■ **Goal of the exercise**
Since the pictures are not wanted, copy only the text of every record exactly.

Top of Records supplied

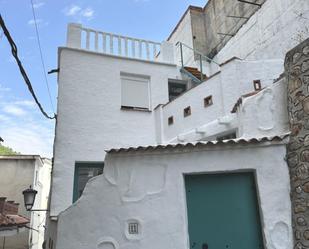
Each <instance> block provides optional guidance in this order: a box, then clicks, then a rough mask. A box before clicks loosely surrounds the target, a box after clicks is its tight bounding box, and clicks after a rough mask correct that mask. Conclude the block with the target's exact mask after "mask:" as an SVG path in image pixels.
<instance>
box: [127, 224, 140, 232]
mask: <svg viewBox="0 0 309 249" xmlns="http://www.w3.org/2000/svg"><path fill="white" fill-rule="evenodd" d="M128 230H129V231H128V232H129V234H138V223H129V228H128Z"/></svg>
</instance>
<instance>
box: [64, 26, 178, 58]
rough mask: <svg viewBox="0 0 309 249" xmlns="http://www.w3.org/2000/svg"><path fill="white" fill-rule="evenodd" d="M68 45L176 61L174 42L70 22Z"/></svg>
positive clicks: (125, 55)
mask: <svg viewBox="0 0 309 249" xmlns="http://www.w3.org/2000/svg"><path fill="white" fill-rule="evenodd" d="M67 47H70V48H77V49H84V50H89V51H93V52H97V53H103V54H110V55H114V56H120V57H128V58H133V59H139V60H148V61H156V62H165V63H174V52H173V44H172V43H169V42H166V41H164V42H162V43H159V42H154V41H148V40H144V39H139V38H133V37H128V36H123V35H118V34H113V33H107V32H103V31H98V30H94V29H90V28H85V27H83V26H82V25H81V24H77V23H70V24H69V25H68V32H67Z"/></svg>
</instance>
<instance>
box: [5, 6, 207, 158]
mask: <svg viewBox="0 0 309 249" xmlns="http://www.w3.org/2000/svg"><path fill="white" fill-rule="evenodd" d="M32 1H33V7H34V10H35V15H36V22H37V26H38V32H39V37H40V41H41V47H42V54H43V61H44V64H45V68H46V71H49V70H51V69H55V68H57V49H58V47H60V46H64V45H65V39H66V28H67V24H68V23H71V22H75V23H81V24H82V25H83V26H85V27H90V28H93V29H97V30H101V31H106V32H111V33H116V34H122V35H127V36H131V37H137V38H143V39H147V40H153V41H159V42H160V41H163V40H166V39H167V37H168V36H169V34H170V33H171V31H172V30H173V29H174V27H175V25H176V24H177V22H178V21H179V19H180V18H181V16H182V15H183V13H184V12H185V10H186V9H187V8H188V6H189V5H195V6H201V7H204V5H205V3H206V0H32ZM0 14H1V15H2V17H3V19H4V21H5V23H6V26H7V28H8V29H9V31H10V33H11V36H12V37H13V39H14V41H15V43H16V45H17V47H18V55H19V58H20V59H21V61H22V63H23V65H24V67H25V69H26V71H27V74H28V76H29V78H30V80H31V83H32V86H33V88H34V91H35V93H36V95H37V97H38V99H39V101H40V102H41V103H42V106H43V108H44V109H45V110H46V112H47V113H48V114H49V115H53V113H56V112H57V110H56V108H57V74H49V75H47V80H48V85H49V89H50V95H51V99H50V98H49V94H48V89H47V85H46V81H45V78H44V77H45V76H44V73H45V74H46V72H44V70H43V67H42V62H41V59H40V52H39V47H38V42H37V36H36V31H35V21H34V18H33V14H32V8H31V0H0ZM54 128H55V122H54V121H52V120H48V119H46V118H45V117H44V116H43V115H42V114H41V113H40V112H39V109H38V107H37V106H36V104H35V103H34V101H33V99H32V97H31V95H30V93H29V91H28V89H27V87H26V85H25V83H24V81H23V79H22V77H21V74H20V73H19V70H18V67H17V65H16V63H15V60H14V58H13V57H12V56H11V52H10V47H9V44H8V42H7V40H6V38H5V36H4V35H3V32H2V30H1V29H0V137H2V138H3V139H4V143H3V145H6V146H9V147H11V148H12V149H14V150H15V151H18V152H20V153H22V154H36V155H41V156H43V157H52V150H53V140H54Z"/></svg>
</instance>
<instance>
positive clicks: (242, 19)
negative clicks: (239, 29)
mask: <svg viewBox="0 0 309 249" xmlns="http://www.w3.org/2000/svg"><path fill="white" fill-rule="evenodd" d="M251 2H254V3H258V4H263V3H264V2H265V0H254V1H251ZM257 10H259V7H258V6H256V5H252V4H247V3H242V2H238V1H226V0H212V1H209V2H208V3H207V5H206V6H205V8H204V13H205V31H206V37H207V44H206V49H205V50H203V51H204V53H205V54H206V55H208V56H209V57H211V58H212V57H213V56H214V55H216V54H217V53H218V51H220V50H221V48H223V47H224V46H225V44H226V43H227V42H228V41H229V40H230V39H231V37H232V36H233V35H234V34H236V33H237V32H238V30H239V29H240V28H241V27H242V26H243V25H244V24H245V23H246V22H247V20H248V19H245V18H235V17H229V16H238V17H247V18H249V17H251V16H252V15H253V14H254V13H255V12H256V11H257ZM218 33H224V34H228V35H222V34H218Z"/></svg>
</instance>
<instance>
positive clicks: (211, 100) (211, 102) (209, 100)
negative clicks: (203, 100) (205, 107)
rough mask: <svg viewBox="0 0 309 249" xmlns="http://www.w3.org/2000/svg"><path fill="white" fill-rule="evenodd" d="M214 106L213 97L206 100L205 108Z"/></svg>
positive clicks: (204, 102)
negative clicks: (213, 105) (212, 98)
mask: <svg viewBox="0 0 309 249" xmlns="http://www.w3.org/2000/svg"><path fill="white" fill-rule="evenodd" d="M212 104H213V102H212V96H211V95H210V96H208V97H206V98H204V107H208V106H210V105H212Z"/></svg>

Bottom of Records supplied

■ **Task answer**
Each <instance> block provides optional guidance in this order: a box, then clicks, then a rough mask. A box before clicks loosely surrounds the target, a box after clicks is its tight bounding box, and clicks after a rough mask correct that mask. Conclude the block with the target's exact mask after "mask:" as an SVG path in image pixels.
<instance>
box: [127, 224, 140, 232]
mask: <svg viewBox="0 0 309 249" xmlns="http://www.w3.org/2000/svg"><path fill="white" fill-rule="evenodd" d="M128 230H129V231H128V232H129V234H138V223H129V228H128Z"/></svg>
</instance>
<instance>
box: [64, 26, 178, 58]
rough mask: <svg viewBox="0 0 309 249" xmlns="http://www.w3.org/2000/svg"><path fill="white" fill-rule="evenodd" d="M68 45L176 61L174 42L70 22Z"/></svg>
positive clicks: (125, 55)
mask: <svg viewBox="0 0 309 249" xmlns="http://www.w3.org/2000/svg"><path fill="white" fill-rule="evenodd" d="M67 47H70V48H77V49H84V50H89V51H93V52H97V53H103V54H110V55H114V56H120V57H128V58H133V59H139V60H148V61H156V62H165V63H174V52H173V44H172V43H169V42H166V41H164V42H162V43H159V42H154V41H148V40H144V39H139V38H133V37H128V36H123V35H118V34H113V33H107V32H103V31H98V30H94V29H90V28H85V27H83V26H82V25H81V24H77V23H70V24H69V25H68V32H67Z"/></svg>
</instance>
<instance>
box: [5, 6, 207, 158]
mask: <svg viewBox="0 0 309 249" xmlns="http://www.w3.org/2000/svg"><path fill="white" fill-rule="evenodd" d="M32 1H33V7H34V10H35V15H36V22H37V26H38V32H39V37H40V41H41V47H42V54H43V61H44V64H45V68H46V71H49V70H51V69H55V68H57V49H58V47H60V46H64V45H65V39H66V28H67V24H68V23H71V22H75V23H81V24H82V25H83V26H85V27H90V28H93V29H97V30H101V31H106V32H111V33H116V34H122V35H127V36H131V37H137V38H143V39H147V40H153V41H159V42H160V41H163V40H166V39H167V37H168V36H169V34H170V33H171V31H172V30H173V29H174V27H175V25H176V24H177V22H178V21H179V19H180V18H181V16H182V15H183V13H184V12H185V10H186V9H187V8H188V6H189V5H195V6H201V7H204V5H205V3H206V0H32ZM0 14H1V15H2V17H3V19H4V21H5V23H6V26H7V28H8V29H9V31H10V33H11V36H12V37H13V39H14V41H15V43H16V45H17V47H18V55H19V58H20V59H21V61H22V63H23V65H24V67H25V69H26V71H27V74H28V76H29V78H30V80H31V83H32V86H33V88H34V91H35V93H36V95H37V97H38V99H39V101H40V102H41V103H42V106H43V108H44V109H45V110H46V112H47V113H48V114H49V115H53V113H56V112H57V110H56V108H57V74H49V75H47V80H48V85H49V89H50V95H51V99H50V98H49V94H48V89H47V85H46V81H45V78H44V77H45V76H44V73H45V74H46V72H44V70H43V67H42V62H41V59H40V52H39V47H38V42H37V36H36V31H35V21H34V18H33V14H32V8H31V0H0ZM54 128H55V122H54V121H52V120H48V119H46V118H45V117H44V116H43V115H42V114H41V113H40V112H39V109H38V107H37V106H36V104H35V103H34V101H33V99H32V97H31V95H30V93H29V91H28V89H27V87H26V85H25V83H24V81H23V79H22V77H21V74H20V73H19V70H18V67H17V65H16V63H15V60H14V58H13V57H12V56H11V52H10V47H9V44H8V42H7V40H6V38H5V36H4V35H3V32H2V30H1V29H0V137H2V138H3V139H4V143H3V145H6V146H9V147H11V148H12V149H14V150H15V151H18V152H20V153H22V154H36V155H41V156H43V157H52V150H53V140H54Z"/></svg>
</instance>
<instance>
positive clicks: (242, 19)
negative clicks: (239, 29)
mask: <svg viewBox="0 0 309 249" xmlns="http://www.w3.org/2000/svg"><path fill="white" fill-rule="evenodd" d="M251 2H254V3H258V4H263V3H264V2H265V0H254V1H251ZM257 10H259V7H258V6H256V5H252V4H247V3H242V2H238V1H226V0H212V1H209V2H208V3H207V5H206V6H205V8H204V13H205V31H206V37H207V44H206V49H205V50H203V51H204V53H205V54H206V55H208V56H209V57H211V58H212V57H213V56H214V55H216V54H217V53H218V51H220V50H221V48H223V47H224V46H225V44H226V43H227V42H228V41H229V40H230V39H231V37H232V36H233V35H234V34H236V33H237V32H238V30H239V29H240V28H241V27H242V26H243V25H244V24H245V23H246V22H247V20H248V19H245V18H235V17H229V16H238V17H247V18H249V17H251V16H252V15H253V14H254V13H255V12H256V11H257ZM218 33H224V34H228V35H222V34H218Z"/></svg>
</instance>
<instance>
positive clicks: (211, 100) (211, 102) (209, 100)
negative clicks: (203, 100) (205, 107)
rough mask: <svg viewBox="0 0 309 249" xmlns="http://www.w3.org/2000/svg"><path fill="white" fill-rule="evenodd" d="M214 106L213 97L206 100L205 108Z"/></svg>
positive clicks: (204, 102)
negative clicks: (213, 105) (212, 98)
mask: <svg viewBox="0 0 309 249" xmlns="http://www.w3.org/2000/svg"><path fill="white" fill-rule="evenodd" d="M212 104H213V102H212V96H211V95H210V96H208V97H206V98H204V107H208V106H210V105H212Z"/></svg>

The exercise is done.